### Exercise prompt
Rewrite the stretch of the material from the line containing "instance of the sky" through the end, requests included, and raise every coordinate value in the answers by 86.

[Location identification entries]
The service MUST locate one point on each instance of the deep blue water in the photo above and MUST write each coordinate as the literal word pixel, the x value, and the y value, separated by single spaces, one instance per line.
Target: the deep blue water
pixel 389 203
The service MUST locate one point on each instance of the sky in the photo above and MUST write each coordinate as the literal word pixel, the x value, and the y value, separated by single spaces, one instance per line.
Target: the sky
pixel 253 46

### Solved problem
The service MUST locate one point on each instance of the sky in the photo above and MUST write each coordinate as the literal word pixel, the x value, and the y value, separated by single spaces, one instance per line.
Target: the sky
pixel 339 132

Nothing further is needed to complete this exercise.